-------- DIE DATENSÄTZE --------
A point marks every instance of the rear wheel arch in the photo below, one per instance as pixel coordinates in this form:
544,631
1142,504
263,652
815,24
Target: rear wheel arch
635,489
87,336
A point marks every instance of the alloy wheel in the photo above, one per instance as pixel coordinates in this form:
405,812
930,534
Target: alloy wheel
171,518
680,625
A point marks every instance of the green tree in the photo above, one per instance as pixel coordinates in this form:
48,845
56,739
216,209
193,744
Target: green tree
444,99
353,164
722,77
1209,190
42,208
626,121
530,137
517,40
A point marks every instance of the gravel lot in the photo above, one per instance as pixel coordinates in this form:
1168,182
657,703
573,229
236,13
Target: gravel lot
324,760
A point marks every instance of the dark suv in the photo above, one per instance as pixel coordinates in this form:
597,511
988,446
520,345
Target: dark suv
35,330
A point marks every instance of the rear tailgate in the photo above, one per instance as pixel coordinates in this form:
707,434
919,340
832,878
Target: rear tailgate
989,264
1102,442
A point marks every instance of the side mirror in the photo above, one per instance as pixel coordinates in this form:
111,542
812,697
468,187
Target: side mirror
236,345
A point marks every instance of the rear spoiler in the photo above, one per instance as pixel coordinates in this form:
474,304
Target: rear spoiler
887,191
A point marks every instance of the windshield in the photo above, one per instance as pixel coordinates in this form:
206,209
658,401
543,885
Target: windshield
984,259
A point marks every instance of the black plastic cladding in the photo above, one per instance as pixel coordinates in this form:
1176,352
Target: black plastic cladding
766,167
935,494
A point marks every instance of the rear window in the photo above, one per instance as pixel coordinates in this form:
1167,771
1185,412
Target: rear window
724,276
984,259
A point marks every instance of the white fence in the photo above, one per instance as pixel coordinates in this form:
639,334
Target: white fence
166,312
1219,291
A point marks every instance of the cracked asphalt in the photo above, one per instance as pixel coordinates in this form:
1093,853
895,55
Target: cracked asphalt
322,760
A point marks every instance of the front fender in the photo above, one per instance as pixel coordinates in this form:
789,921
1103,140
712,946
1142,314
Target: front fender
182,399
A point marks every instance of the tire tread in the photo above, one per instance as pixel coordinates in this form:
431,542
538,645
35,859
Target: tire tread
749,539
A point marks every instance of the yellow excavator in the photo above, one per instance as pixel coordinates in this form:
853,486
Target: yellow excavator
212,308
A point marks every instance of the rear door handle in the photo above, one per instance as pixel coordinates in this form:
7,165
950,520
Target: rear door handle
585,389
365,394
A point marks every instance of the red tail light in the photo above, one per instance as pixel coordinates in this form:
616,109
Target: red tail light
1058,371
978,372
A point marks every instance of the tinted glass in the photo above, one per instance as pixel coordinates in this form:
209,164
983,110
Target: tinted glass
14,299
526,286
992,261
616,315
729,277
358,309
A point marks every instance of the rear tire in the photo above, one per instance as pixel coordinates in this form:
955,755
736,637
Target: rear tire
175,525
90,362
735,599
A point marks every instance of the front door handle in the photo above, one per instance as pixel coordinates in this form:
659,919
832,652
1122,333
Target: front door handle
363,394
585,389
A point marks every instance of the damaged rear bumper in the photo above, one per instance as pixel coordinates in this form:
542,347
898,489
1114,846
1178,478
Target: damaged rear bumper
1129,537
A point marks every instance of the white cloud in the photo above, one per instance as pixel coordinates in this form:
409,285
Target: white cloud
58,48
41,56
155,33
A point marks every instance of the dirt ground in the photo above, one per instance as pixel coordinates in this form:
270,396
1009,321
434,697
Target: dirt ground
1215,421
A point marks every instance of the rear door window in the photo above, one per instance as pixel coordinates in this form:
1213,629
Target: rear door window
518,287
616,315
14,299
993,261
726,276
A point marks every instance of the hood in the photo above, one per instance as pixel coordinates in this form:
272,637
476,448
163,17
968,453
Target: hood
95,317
--------
> _ZU BEFOLGENDE ANWEISUNGEN_: Tausche „hood“ gegen „bonnet“ aus und gib dabei die Zeilen erneut wieder, beginnend mit der Zeile, die „A point marks every instance of the dirt“ enthält, bis zum Ende der Datensätze. Alles andere bleibt unverändert.

> _ENDERGEBNIS_:
A point marks every instance of the dirt ground in the photo above, one per instance as pixel coordinates in this form:
270,396
1009,321
434,697
Target: dirt ground
1215,421
A point marks every instance of the rear door window in the photo above, one per instance as pixel coordinates in this form:
1213,629
Target: rear door window
518,287
616,315
14,299
993,261
726,276
A point marks every instance of the bonnet in the photo above, one per instance as pixel coordinates in this form:
272,637
476,448
163,17
968,453
Target: bonnet
95,317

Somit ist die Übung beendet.